═════ Excerpted passage
US 2,833,617 (Fluorine Process for Separation of Materials) G.T. Seaborg, H.S. Brown; May 6, 1958.

A process is described for separating plutonium from neutron-irradiated uranium, which consists of reacting the irradiated uranium mass with HF to form the tetrafluorides of U, Pu, and Np, and then reacting this mixture of tetrafluorides with fluorine at temperature between 140 and 315 d C. This causes volatile hexafluorides of U and Np to form while at the temperature employed the Pu tetrafluoride is unaffected and remains as a residue.

US 2,845,544 (Neutron Measuring Method and Apparatus) G.T. Seaborg, G. Friedlander, J.W. Gofman; Jul 29, 1958.

A fast neutron fission detecting apparatus is described consisting of a source of fast neutrons, an ion chamber containing air, two electrodes within the ion chamber in confronting spaced relationship, a high voltage potential placed across the electrodes, a shield placed about the source, and a suitable pulse amplifier and recording system in the electrode circuit to record the impulse due to fissions in a sample material. The sample material is coated onto the active surface of the disc electrode and shielding means of a material having high neutron capture capabilities for thermal neutrons are provided in the vicinity of the electrodes and about the ion chamber so as to absorb slow neutrons of thermal energy to effectively prevent their diffusing back to the sample and causing an error in the measurement of fast neutron fissions.

US 2,852,336 (Peroxide Process for Separation of Radioactive Materials) G.T. Seaborg, I. Perlman; Sep 16, 1958.

A method is described of separating plutonium, in the reduced state, from hexavalent uranium. It consists in treating an aqueous solution containing such uranium and plutonium ions with sulfate ions in order to form a soluble uranium sulfate complex and then treating the solution with a soluble thorium compound and a soluble peroxide compound in order to form a thorium peroxide carrier precipitate which carries down with it the plutonium peroxide present. During this treatment the pH of the solution must be maintained between 2 and 3.

US 2,861,866 (Wet Fluoride Separation Method) G.T. Seaborg, J.W. Gofman, R.W. Stoughton; Nov 25, 1958.

The separation of U²³³ from thorium, protactinium, and fission products present in neutron-irradiated thorium is accomplished by dissolving the irradiated materials in aqueous nitric acid, adding either a soluble fluoride, iodate, phosphate, or oxalate to precipltate the thorium, separating the precipltate from the solution, and then precipitating uranium and protactinium by alkalizing the solution. The uranium and protactinium precipitate is removed from the solution and dissolved in nitric acid. The uranyl nitrate may then be extracted from the acid solution by means of ether, and the protactinium recovered from the aqueous phase.
══════════
Return the part of the patent summaries between "A fast neutron" and "fast neutron fissions.", inclusive, copied word for word.
═════ Source information
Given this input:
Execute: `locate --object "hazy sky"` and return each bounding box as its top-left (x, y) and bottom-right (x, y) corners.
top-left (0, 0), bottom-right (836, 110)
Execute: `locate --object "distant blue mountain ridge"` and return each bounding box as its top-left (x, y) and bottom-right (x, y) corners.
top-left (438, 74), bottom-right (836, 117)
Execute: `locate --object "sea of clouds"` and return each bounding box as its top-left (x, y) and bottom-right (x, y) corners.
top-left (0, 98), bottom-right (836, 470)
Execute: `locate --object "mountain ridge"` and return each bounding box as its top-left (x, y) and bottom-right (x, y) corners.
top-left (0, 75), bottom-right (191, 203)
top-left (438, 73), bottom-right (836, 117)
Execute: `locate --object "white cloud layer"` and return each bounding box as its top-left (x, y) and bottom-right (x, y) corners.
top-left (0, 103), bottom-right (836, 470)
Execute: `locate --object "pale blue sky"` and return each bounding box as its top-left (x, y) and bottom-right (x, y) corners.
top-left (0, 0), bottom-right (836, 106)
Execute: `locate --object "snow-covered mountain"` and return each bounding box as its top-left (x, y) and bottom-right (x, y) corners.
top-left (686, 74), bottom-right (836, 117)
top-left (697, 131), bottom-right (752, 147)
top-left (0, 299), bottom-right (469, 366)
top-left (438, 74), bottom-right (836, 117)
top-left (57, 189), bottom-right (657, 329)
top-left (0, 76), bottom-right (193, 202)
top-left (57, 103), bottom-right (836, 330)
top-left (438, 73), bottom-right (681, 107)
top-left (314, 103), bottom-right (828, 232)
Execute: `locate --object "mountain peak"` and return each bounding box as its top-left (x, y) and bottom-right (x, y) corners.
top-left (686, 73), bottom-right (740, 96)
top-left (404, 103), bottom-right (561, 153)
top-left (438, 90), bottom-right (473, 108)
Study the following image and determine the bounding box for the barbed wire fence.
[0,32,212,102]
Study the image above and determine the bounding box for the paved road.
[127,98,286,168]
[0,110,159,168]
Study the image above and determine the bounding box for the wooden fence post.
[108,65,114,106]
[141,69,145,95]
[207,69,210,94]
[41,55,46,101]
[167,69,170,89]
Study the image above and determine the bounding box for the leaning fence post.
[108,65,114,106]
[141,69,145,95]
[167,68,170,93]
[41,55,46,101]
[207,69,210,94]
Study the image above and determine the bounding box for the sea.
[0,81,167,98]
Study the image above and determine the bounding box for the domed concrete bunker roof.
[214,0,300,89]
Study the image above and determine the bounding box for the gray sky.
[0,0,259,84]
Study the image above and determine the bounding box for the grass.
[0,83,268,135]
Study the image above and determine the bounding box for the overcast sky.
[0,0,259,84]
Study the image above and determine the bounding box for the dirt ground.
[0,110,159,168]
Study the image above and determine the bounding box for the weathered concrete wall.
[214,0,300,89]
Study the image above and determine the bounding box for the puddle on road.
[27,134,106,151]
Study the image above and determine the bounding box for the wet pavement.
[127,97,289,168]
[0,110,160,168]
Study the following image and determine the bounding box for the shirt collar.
══════════
• Finished task:
A fast neutron fission detecting apparatus is described consisting of a source of fast neutrons, an ion chamber containing air, two electrodes within the ion chamber in confronting spaced relationship, a high voltage potential placed across the electrodes, a shield placed about the source, and a suitable pulse amplifier and recording system in the electrode circuit to record the impulse due to fissions in a sample material. The sample material is coated onto the active surface of the disc electrode and shielding means of a material having high neutron capture capabilities for thermal neutrons are provided in the vicinity of the electrodes and about the ion chamber so as to absorb slow neutrons of thermal energy to effectively prevent their diffusing back to the sample and causing an error in the measurement of fast neutron fissions.